▸ INFORMATION SUPPLIED:
▼

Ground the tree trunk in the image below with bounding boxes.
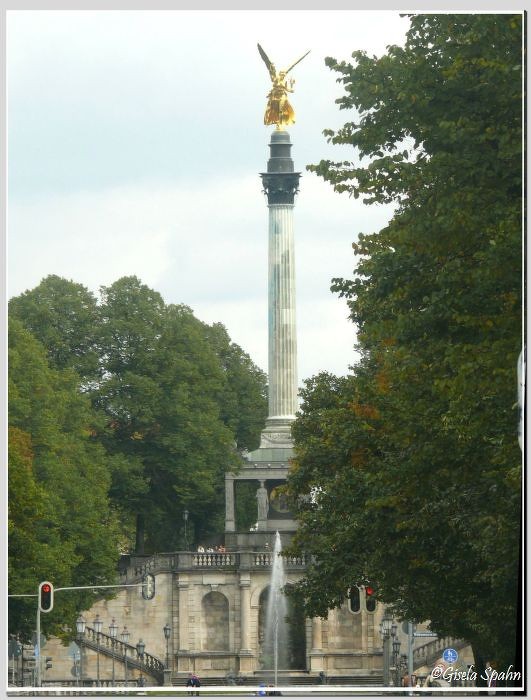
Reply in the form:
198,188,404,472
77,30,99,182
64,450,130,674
135,513,145,554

▲

▸ WHAT IS EXPECTED: Every entry above, pictures excluded, needs to be duplicated exactly.

▸ RESPONSE TO THE EXERCISE:
Ground the tree trunk in the image below with bounding boxes.
Reply in the form:
198,188,404,472
77,30,99,182
64,450,130,674
135,513,145,554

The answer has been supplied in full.